- **What is needed**
Exactly repeat the material, dropping every picture from the copy.
— begin —
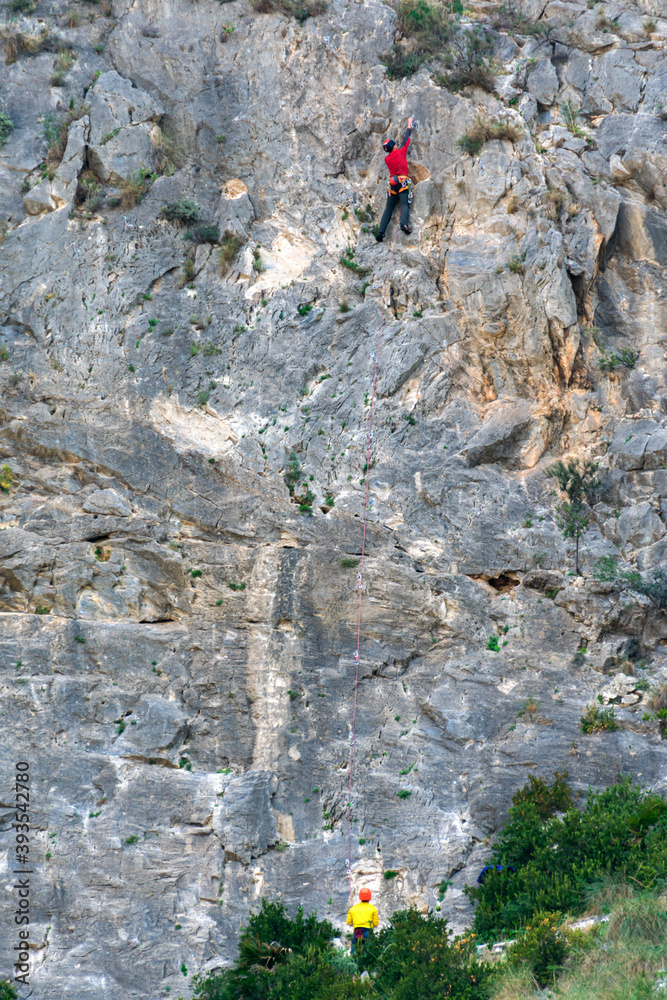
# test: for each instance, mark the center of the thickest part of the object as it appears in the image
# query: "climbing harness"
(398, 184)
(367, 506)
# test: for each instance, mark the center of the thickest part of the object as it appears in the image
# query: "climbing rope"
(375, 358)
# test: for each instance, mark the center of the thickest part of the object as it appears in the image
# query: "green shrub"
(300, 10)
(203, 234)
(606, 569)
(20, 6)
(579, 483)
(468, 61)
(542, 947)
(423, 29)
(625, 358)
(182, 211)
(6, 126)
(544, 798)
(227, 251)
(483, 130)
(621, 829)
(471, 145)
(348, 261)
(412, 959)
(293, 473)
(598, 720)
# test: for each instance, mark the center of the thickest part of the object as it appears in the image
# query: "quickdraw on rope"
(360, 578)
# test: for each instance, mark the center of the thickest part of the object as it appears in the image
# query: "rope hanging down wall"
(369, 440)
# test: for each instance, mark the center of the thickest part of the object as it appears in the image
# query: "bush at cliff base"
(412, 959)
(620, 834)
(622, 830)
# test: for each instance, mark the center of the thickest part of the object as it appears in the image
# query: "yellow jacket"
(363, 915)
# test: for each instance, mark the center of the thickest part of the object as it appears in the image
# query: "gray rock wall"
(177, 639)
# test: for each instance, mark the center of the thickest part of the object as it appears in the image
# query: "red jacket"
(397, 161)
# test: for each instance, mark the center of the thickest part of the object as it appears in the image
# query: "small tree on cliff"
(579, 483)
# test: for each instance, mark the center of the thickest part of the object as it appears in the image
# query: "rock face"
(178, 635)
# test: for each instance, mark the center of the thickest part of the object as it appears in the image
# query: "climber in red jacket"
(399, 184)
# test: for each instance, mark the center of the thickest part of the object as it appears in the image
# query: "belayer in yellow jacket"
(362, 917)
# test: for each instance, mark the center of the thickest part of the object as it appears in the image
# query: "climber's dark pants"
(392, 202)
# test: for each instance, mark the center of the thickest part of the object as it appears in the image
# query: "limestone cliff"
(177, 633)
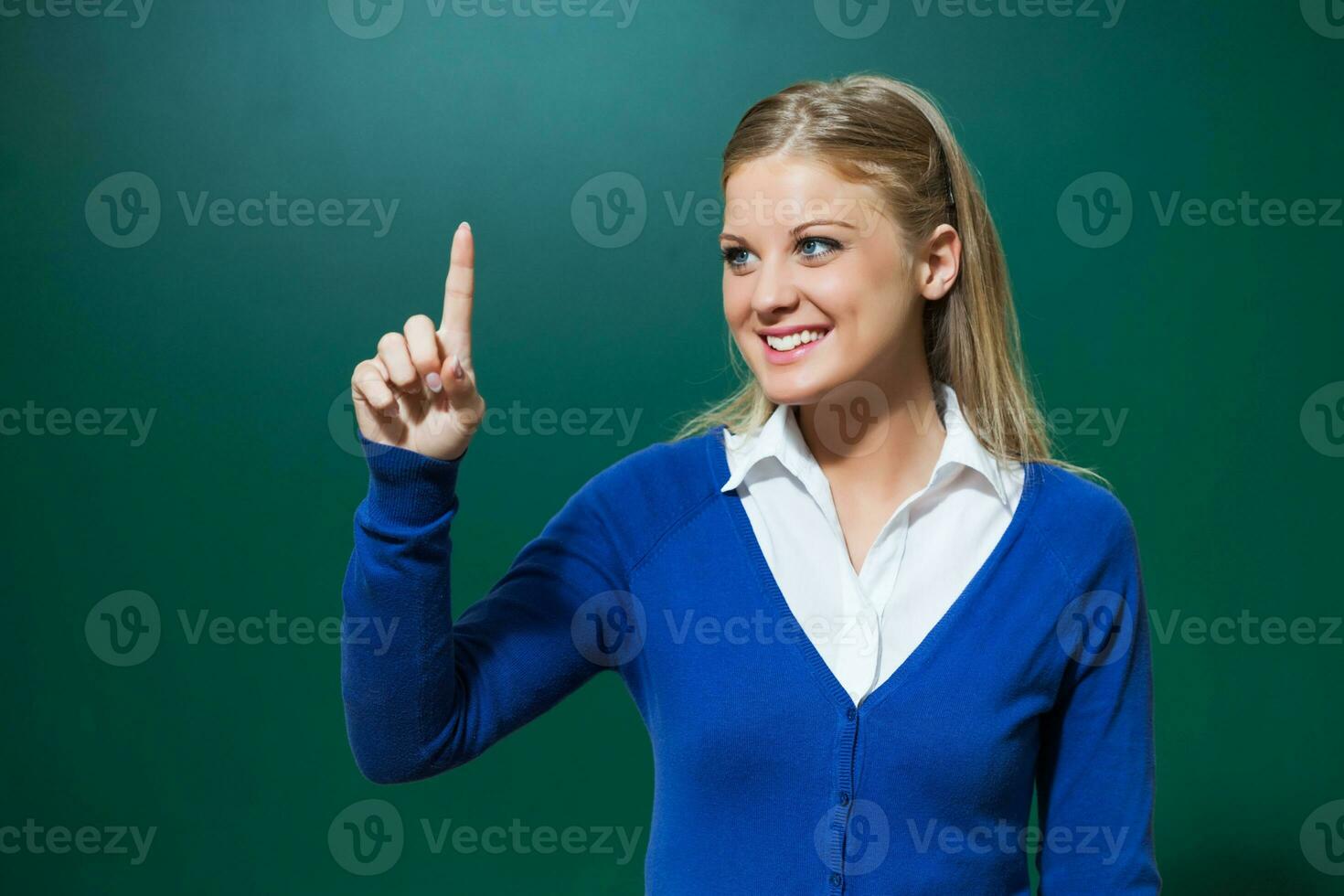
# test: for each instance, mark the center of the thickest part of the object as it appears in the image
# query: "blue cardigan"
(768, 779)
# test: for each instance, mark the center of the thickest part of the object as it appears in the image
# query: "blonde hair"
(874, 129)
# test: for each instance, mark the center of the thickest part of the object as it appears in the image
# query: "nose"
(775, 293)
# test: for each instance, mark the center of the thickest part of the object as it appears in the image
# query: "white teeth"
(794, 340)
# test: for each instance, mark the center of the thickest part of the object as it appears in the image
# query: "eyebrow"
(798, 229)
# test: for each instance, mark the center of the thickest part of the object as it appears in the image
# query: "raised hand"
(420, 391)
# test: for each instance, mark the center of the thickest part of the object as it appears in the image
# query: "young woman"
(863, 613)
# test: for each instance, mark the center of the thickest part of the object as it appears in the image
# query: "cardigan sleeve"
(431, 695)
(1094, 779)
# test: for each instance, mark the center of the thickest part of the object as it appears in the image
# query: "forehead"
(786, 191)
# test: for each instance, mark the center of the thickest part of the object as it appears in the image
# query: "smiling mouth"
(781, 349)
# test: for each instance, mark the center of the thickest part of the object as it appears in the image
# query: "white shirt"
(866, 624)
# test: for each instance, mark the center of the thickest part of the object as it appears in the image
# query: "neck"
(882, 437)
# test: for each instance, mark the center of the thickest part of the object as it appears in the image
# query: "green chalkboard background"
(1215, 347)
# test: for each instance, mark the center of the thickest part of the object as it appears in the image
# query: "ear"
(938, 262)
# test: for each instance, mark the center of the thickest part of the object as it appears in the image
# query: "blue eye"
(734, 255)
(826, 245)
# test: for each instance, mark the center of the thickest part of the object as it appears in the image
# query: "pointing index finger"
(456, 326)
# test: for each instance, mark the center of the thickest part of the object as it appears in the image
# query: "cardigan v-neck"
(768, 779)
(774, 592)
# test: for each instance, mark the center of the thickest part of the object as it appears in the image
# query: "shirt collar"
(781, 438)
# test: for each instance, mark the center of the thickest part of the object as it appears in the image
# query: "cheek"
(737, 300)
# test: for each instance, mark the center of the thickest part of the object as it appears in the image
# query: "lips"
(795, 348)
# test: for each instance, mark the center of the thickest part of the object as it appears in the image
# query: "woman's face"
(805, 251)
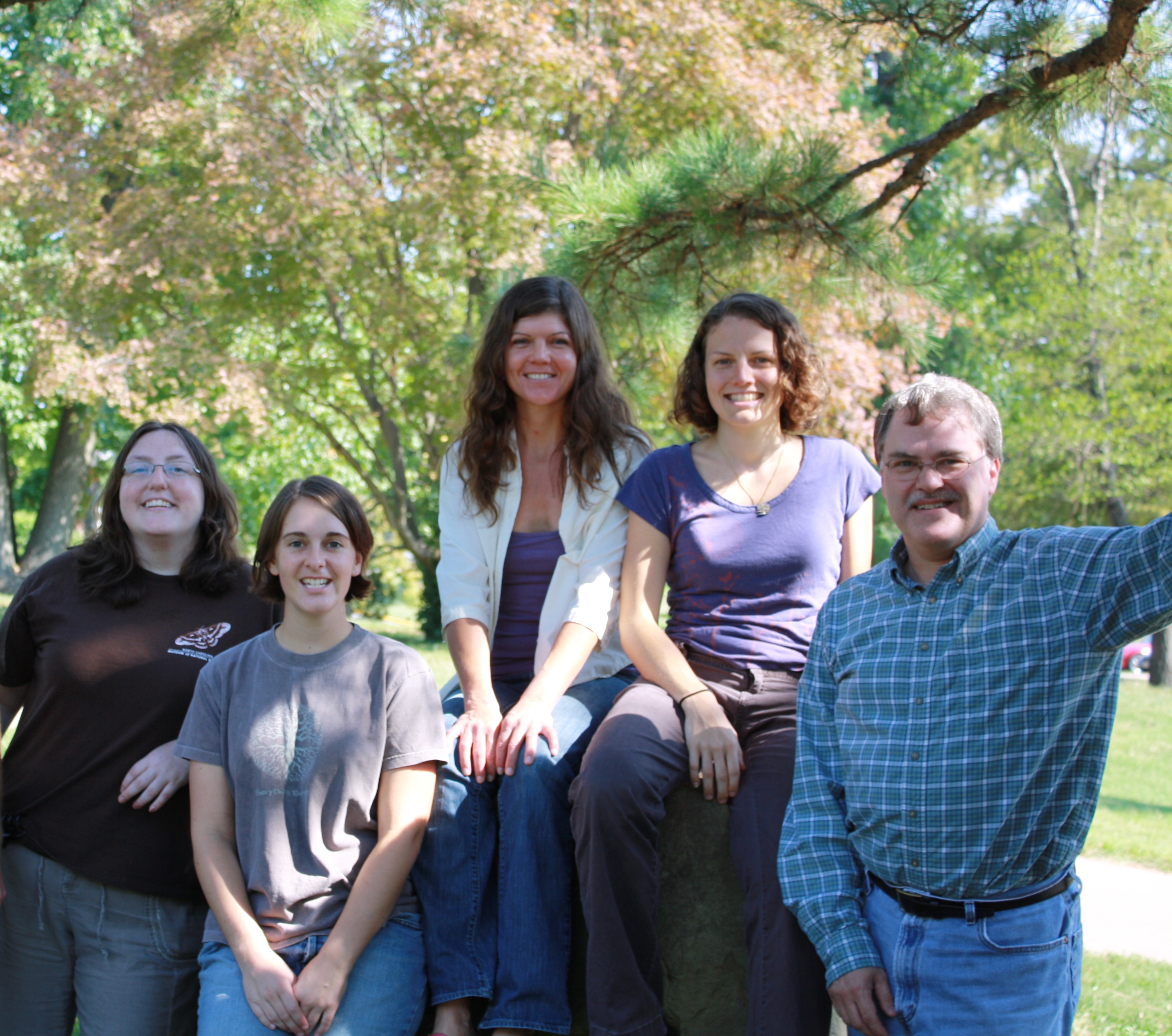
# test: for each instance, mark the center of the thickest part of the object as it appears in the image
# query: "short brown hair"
— end —
- **Result for this task**
# test: for each instance, mark the center of the thickest part of the object as it appears in the image
# query: "climbing harness"
(398, 184)
(367, 506)
# test: for each instance, mark the center of the thickest part of the object as it appears in the image
# query: "climbing rope"
(375, 358)
# test: for each instance, mark the center of the thickest part of the object as it appears in the image
# query: "green shrub"
(300, 10)
(203, 234)
(606, 569)
(20, 6)
(579, 483)
(468, 61)
(542, 947)
(423, 29)
(625, 358)
(182, 211)
(6, 126)
(544, 798)
(227, 251)
(483, 130)
(621, 829)
(471, 145)
(348, 261)
(412, 959)
(293, 473)
(598, 720)
# test: for each instance, mark the center of the thickest part of the object as it appears in the image
# query: "quickdraw on rope"
(360, 578)
# test: for each instance, mark the center of the thickest part of the object as it appears in the image
# query: "rope hanging down wall"
(369, 440)
# test: for each instance, mark the center of the thickest part of the object as it appears in the image
# query: "bush at cliff base"
(412, 959)
(620, 834)
(622, 830)
# test: for each instance, mark the center of the thickest part of the object as it appears in the image
# query: "yellow jacket"
(363, 915)
# test: for each instance, mark the center of the thickest part of the object as it appears in the image
# query: "gray rock wall"
(177, 639)
# test: for each instance, mark the center of the thickest part of the object as it appears in the image
# query: "red jacket"
(397, 161)
# test: for each instance, mark the center of the thickest part of the object as it appears in the image
# query: "small tree on cliff"
(579, 483)
# test: for each instance, mark the center of the thickest part of the object as it appears in the image
# query: "rock face"
(178, 635)
# test: for each instance, mark the center of the thickest part of the object as it appears in the image
# query: "climber in red jacket"
(399, 184)
# test: for each instance, mark the center of the thickest part of the object as it appears in the image
# query: "belayer in yellow jacket"
(362, 917)
# test: for each instance, mark the center of the thickest part of the object as it appears in the image
# query: "climber's dark pants"
(392, 202)
# test: for each instance, mark the center of the thickest part of the object as it appears in the image
# query: "limestone cliff"
(177, 633)
# test: for each instance, mark the center of the thickest part of the object as it appears in the image
# query: "blue cardigan"
(768, 779)
# test: for each instance, mark the center of the thickest part of the object as it appears in the image
# query: "blonde hair"
(874, 129)
# test: for each instance, mark the center of the thickest part of the object as it appears in the image
# query: "nose"
(775, 293)
# test: for each instance, mark the center of the thickest part of the object as it appears in the image
# query: "white teeth"
(794, 340)
# test: for each instance, mark the center of the thickest part of the object as it appears in the image
# query: "eyebrow"
(798, 229)
# test: for each instance, mark the center of the thickest part of the object as it appears in the image
# query: "raised hand"
(420, 391)
# test: for each instance, mark the center of the thickest part of the object as it appears in the image
# query: "young woman"
(863, 613)
# test: for each instance, mark the center of the thickest part of the object as it appears in the image
# query: "cardigan sleeve"
(431, 695)
(1094, 779)
# test: for each instance, mark the center of the thickest part of the object as it appears in the image
# query: "forehead"
(786, 191)
# test: for each instance, mark the center of the thickest part of the object as it appears in the image
# query: "smiling mouth"
(781, 349)
# test: for each instance, mark the center of the thickest part of the object as it appears in the image
# query: "white shirt"
(866, 624)
# test: for each instance, mark the center of the thickest part of the object as it appears in the image
# query: "neck"
(882, 437)
# test: for each instance, mark the center of the thickest part of the object as it appears in the image
# query: "green chalkboard background"
(1215, 347)
# test: for each instance, mark the center of the thickest part of the object as it appears in the image
# query: "ear"
(938, 262)
# test: for each instance, mark the center of the thickest part of the object as it appears in the image
# query: "blue eye"
(734, 255)
(826, 245)
# test: for each instance, mark the center of the thickest part of the object as it appears in the image
# query: "pointing index finger"
(456, 326)
# test: for each instance, mark the center of the thickest part of the object as it appears in the image
# query: "cardigan v-neck"
(768, 779)
(774, 592)
# test: for each instance, mark the center of the thickest part of the object as it appears in the image
# query: "shirt collar"
(781, 438)
# test: for each instance, mark the center of the thickest part of the object as it appears in the image
# query: "cheek"
(737, 300)
# test: for each instance, mark the center of the thickest part of the object as it appears in the image
# query: "lips"
(795, 348)
# test: for each instance, mark the center of the thickest part of the object as it appears in the image
# query: "woman's face"
(805, 251)
# test: for each instance, mark the center of the thickest part of the object as it appears in the image
# query: "short brown hair"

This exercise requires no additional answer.